[Coordinate labeling data]
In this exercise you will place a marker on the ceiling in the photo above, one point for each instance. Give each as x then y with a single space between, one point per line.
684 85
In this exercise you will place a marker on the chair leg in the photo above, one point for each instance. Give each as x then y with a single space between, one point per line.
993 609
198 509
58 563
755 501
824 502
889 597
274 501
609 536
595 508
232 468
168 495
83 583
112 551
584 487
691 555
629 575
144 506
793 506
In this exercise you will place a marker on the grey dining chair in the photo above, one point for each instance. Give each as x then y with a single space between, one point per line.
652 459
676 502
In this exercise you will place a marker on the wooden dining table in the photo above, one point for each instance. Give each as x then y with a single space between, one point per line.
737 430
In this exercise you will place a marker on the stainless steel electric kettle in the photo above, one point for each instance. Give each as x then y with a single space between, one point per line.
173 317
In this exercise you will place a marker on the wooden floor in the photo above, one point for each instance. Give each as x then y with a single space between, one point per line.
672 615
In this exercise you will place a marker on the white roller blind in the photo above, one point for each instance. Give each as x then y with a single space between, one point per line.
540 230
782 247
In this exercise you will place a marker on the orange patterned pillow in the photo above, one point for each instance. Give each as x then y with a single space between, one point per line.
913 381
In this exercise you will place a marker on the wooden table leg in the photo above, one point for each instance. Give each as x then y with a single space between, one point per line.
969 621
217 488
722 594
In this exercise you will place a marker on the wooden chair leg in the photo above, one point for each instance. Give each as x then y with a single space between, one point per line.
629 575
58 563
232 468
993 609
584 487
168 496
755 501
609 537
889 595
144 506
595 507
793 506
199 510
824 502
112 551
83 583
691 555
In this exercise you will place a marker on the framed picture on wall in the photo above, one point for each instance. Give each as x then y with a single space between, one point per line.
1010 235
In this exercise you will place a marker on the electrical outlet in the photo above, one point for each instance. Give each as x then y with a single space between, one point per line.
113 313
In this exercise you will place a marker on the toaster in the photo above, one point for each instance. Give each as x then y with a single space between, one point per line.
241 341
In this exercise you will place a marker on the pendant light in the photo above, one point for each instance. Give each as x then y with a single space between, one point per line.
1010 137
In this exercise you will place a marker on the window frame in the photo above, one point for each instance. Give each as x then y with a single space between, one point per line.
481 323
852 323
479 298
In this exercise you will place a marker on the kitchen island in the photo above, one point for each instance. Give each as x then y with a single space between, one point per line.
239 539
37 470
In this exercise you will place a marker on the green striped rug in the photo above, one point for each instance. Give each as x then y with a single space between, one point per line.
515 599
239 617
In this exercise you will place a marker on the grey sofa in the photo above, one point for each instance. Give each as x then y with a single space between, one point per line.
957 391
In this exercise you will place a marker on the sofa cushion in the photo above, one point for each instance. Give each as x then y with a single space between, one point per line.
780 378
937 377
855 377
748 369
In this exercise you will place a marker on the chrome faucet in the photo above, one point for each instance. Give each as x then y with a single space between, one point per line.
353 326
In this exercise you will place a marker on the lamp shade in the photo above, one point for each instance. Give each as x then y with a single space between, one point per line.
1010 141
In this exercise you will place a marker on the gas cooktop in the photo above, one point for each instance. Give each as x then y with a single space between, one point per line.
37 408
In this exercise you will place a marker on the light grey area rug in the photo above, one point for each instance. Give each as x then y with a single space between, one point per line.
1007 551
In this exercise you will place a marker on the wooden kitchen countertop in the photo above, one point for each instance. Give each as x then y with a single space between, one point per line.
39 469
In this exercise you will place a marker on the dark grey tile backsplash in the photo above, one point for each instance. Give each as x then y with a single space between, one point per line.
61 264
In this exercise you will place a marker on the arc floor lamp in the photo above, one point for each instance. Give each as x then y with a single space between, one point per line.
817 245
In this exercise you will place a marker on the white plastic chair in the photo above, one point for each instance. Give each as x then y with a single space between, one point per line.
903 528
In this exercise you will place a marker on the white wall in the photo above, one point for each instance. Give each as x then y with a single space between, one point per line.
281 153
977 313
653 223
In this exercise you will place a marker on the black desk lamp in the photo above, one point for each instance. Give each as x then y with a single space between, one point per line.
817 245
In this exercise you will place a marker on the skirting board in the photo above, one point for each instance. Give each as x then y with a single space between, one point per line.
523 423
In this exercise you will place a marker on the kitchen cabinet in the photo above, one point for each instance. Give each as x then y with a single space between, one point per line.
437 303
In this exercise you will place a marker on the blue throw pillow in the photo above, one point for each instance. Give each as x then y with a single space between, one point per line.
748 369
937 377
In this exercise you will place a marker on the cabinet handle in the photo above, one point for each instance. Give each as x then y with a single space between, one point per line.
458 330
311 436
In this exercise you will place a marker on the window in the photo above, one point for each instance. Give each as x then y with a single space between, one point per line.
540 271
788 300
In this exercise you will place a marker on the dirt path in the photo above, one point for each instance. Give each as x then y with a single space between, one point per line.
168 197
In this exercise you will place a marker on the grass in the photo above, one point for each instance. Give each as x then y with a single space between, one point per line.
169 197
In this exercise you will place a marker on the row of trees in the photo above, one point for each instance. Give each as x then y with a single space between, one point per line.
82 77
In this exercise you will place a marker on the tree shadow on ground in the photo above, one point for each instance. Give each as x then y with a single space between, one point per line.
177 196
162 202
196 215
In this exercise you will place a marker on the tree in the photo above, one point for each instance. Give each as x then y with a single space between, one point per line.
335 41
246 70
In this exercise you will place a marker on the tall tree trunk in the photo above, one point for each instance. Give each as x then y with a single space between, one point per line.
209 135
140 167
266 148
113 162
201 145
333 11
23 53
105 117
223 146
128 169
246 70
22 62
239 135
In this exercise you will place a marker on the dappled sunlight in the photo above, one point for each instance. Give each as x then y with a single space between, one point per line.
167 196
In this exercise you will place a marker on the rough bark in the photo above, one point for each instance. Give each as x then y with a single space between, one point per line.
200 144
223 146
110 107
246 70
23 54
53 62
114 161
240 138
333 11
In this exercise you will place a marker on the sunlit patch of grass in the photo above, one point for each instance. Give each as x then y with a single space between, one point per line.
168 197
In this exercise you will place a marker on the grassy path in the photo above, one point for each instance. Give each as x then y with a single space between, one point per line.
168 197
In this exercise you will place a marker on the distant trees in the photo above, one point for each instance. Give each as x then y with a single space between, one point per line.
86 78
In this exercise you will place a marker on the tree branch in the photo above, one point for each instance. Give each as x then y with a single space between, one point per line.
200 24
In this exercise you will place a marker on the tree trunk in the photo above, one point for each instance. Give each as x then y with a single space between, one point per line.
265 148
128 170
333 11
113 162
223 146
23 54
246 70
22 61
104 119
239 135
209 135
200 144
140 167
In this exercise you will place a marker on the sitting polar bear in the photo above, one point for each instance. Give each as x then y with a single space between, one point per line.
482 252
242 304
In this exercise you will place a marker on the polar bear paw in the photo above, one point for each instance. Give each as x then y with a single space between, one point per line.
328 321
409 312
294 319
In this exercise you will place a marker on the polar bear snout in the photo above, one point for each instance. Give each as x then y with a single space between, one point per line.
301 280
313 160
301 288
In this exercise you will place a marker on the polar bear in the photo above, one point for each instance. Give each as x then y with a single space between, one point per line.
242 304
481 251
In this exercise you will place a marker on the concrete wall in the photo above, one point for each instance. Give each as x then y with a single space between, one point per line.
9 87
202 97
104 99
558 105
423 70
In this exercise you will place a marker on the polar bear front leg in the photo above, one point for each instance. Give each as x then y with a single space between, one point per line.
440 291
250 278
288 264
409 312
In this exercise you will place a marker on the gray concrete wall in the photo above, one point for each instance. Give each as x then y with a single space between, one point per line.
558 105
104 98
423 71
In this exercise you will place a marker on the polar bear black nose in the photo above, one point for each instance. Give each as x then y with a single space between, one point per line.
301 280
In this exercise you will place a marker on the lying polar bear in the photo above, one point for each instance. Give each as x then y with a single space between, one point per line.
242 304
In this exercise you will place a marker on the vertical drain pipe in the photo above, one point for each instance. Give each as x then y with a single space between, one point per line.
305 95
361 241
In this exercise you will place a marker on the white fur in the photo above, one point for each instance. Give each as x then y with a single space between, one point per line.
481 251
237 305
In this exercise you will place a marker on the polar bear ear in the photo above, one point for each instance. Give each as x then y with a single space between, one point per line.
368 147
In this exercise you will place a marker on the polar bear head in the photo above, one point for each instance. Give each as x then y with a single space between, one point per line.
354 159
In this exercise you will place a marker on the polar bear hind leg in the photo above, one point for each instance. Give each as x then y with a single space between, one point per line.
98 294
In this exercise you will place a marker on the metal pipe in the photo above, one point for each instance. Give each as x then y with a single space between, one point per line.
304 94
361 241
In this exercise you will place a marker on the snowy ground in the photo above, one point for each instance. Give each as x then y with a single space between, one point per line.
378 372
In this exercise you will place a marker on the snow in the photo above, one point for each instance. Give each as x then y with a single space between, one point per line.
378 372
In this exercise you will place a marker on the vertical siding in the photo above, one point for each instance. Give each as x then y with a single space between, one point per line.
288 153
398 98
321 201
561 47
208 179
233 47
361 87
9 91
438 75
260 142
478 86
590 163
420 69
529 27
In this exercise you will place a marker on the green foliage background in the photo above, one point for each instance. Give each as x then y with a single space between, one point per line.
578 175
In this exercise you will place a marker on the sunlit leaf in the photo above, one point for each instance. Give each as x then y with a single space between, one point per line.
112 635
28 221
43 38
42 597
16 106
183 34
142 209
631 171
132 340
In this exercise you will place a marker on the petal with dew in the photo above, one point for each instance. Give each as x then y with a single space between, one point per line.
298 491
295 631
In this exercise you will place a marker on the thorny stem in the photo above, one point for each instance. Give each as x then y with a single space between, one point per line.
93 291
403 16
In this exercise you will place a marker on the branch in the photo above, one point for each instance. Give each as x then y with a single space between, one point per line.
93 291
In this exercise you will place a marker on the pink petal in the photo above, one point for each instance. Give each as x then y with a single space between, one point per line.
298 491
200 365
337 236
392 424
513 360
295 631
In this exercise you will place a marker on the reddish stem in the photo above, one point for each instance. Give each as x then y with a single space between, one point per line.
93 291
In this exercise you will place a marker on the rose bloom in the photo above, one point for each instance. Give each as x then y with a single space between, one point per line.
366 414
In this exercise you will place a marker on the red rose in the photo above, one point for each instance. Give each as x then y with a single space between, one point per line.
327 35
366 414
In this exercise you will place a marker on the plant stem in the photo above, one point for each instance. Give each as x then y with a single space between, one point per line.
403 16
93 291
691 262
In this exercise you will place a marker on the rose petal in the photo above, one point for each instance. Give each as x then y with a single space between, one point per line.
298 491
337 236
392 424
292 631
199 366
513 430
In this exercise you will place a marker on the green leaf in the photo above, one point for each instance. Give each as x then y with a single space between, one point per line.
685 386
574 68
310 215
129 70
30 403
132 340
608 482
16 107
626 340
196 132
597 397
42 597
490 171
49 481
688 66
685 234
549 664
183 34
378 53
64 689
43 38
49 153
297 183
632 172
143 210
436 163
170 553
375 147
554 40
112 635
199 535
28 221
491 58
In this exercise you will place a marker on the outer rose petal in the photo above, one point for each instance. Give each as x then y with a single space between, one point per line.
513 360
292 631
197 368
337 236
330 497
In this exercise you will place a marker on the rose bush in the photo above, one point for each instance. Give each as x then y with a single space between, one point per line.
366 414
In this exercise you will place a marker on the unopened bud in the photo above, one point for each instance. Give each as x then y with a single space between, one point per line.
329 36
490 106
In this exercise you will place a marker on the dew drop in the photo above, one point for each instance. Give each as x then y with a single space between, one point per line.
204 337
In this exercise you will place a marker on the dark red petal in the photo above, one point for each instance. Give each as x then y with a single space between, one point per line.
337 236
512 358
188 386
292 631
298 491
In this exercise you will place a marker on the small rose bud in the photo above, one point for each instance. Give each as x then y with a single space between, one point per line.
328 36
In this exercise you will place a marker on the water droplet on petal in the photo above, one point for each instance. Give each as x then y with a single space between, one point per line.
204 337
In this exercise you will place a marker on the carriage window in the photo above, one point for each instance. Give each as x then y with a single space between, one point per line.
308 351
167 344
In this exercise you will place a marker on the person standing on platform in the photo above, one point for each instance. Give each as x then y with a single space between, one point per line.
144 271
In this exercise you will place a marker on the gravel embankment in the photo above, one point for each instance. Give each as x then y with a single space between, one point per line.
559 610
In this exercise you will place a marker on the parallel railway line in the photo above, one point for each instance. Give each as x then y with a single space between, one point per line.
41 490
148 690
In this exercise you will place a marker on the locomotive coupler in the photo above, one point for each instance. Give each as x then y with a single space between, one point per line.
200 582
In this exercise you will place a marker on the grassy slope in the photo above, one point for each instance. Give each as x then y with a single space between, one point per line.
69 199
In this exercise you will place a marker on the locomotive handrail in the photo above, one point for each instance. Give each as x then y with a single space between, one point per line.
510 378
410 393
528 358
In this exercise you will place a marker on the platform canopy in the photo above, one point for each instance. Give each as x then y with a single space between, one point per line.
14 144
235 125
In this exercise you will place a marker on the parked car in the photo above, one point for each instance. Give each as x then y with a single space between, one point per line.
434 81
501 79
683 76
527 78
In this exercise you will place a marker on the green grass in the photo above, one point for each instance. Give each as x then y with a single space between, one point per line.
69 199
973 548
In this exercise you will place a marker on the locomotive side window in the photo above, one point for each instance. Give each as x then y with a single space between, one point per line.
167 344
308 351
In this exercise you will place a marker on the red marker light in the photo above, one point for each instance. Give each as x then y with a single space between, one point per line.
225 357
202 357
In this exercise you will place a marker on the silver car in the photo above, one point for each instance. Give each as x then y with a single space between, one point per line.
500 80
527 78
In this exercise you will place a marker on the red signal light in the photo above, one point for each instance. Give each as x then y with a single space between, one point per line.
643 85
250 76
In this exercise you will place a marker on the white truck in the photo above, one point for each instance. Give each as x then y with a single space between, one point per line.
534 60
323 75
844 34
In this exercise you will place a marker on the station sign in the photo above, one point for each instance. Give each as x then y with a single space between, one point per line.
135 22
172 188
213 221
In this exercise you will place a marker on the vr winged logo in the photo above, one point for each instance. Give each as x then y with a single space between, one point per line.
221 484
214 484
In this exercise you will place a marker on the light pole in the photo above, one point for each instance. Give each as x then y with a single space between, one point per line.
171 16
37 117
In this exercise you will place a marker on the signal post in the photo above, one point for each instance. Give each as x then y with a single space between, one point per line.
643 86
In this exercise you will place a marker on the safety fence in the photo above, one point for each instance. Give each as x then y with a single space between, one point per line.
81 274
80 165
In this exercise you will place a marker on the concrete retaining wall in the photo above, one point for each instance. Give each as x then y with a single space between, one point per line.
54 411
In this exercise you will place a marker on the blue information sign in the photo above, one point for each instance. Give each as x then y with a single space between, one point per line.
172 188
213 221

_Requirement_:
In the records above, locate the line that contains "the white truck". Repeat it and every line after it, exactly, and nothing else.

_Response below_:
In this exercise you will place a marker on the white truck in the photo above, one point for each instance. Give each as x then y with a single space between, one point per line.
534 60
323 75
844 34
In this exercise you will place a marker on the station sign in the photo above, one point for each instance. Give each as x then y with a single space between, one point per line.
135 22
172 188
213 221
In this exercise you will place a marker on the vr winged logo in the photo above, one point for each instance. Give each as x then y with a single space between, one point per line.
221 484
214 484
In this exercise you will place a marker on the light pole in the photo above, one point for each instance. Give each as x then y with a single space between, one point per line.
171 16
37 117
In this exercise you will place a marker on the signal post in the photo above, one point for each instance. Give each as x then y with a single space between, one point per line.
643 86
In this exercise you will place a marker on the safety fence in the photo above, one point for each instance. Give each as x then y with a single space between, one point per line.
81 274
80 165
In this exercise you will place a marker on the concrete retaining wall in the photo above, one point for each instance. Give each as x then y with a single space between, one point per line.
54 411
In this exercise you will place a marker on the blue information sign in the photo above, one point for each instance. Give each as x then y with a single space between, one point per line.
172 188
213 221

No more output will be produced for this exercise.